--- DATA EXTRACT ---

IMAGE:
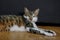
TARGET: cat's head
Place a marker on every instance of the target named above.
(31, 15)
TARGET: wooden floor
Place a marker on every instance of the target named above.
(30, 36)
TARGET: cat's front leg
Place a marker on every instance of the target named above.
(34, 25)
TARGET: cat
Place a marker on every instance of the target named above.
(23, 23)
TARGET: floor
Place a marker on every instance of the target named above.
(30, 36)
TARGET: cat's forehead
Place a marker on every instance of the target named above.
(31, 13)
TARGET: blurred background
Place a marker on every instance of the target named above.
(49, 9)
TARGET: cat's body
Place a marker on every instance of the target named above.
(22, 23)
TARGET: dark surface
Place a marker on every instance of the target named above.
(49, 9)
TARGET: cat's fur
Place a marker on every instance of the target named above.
(22, 23)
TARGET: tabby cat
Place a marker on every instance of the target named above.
(23, 23)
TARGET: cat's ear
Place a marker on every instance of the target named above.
(36, 12)
(26, 11)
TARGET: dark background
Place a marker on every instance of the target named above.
(49, 9)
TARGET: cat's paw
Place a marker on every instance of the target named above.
(49, 33)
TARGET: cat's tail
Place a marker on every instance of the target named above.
(41, 31)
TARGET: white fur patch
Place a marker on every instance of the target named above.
(16, 28)
(34, 19)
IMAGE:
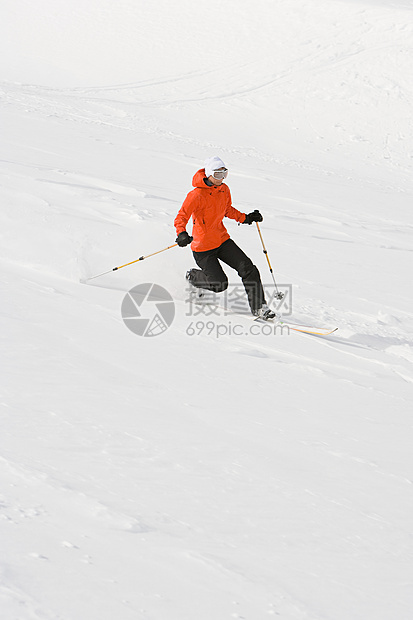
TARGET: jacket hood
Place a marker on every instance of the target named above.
(198, 179)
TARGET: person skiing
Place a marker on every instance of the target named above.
(208, 204)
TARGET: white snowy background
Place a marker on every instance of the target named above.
(194, 477)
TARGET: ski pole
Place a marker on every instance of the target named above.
(278, 294)
(132, 262)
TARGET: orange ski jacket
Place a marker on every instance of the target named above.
(208, 206)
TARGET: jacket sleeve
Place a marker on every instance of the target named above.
(233, 213)
(184, 213)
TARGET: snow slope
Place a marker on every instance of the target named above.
(214, 475)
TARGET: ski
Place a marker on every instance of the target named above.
(305, 329)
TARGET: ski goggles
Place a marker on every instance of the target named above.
(220, 174)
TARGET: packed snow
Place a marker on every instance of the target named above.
(212, 471)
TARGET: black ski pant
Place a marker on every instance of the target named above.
(212, 277)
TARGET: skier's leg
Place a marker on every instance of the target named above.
(210, 276)
(233, 256)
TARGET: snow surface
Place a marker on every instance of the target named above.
(200, 477)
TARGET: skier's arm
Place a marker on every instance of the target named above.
(233, 213)
(184, 214)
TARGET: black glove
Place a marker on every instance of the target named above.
(255, 216)
(183, 239)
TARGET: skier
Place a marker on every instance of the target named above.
(208, 204)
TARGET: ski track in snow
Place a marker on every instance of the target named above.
(211, 475)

---

WRITTEN EXERCISE:
Put every line of the items above into a numbered list, skipping any blank lines. Leave the pictures out of your answer.

OUTPUT BELOW:
1. IMAGE:
2. TARGET: cat's head
3. Place a marker on every instance of the target named above.
4. (31, 15)
5. TARGET: wooden floor
6. Place a marker on every instance of the target named above.
7. (30, 36)
8. TARGET: cat's front leg
9. Place a marker on every instance of the target named above.
10. (34, 25)
11. TARGET: cat
12. Place a marker on every instance of the target named above.
13. (23, 23)
14. TARGET: floor
15. Place a marker on every instance of the target named above.
16. (30, 36)
17. TARGET: cat's forehead
18. Place a marker on every instance of the target named above.
19. (31, 13)
20. TARGET: blurred background
21. Place a marker on every instance of the target named above.
22. (49, 9)
23. TARGET: cat's body
24. Place a marker on every instance of the target named above.
25. (22, 23)
26. TARGET: dark surface
27. Place a marker on every instance of the target named above.
28. (49, 9)
29. TARGET: cat's fur
30. Place a marker on every instance of the target named above.
31. (22, 23)
32. TARGET: tabby cat
33. Place a marker on every instance of the target named above.
34. (23, 23)
35. TARGET: cat's ear
36. Place a marker on every instance of the target named above.
37. (36, 12)
38. (26, 11)
39. TARGET: dark background
40. Place a marker on every instance of the target named above.
41. (49, 9)
42. TARGET: cat's paw
43. Place a marker on every instance of the target named above.
44. (49, 33)
45. TARGET: cat's tail
46. Place a marker on every instance of the target named above.
47. (41, 31)
48. TARGET: white fur patch
49. Place a marker on every instance of the target named above.
50. (16, 28)
51. (34, 19)
52. IMAGE:
53. TARGET: jacket hood
54. Place a marker on every instance of the target named above.
55. (198, 179)
56. TARGET: person skiing
57. Place a marker on every instance of the target named above.
58. (208, 204)
59. TARGET: white snowy background
60. Place a marker on every instance of the target named above.
61. (194, 477)
62. TARGET: ski pole
63. Place a marker on every instance of the target named above.
64. (278, 294)
65. (132, 262)
66. TARGET: orange ski jacket
67. Place a marker on every instance of the target named above.
68. (208, 206)
69. TARGET: jacket sleeve
70. Place a marker on every instance of the target named above.
71. (233, 213)
72. (184, 213)
73. TARGET: snow slope
74. Place a marker on every instance of the target named above.
75. (214, 475)
76. TARGET: ski
77. Place a marker on every instance of the target named above.
78. (305, 329)
79. TARGET: ski goggles
80. Place a marker on every instance of the target named above.
81. (220, 174)
82. TARGET: packed snow
83. Place a marker on every instance of the target named above.
84. (212, 471)
85. TARGET: black ski pant
86. Place a marker on every instance of the target named above.
87. (212, 277)
88. TARGET: skier's leg
89. Place a marker on every instance of the target named above.
90. (210, 276)
91. (233, 256)
92. TARGET: snow surface
93. Place a marker on every instance of the target named above.
94. (200, 477)
95. TARGET: skier's arm
96. Place a marker on every instance of the target named above.
97. (233, 213)
98. (184, 214)
99. TARGET: black glove
100. Place a marker on every instance of the target named above.
101. (255, 216)
102. (183, 239)
103. TARGET: skier
104. Place a marker on every instance of the target named above.
105. (208, 204)
106. TARGET: ski track in snow
107. Place a marker on every instance of the target named above.
108. (211, 475)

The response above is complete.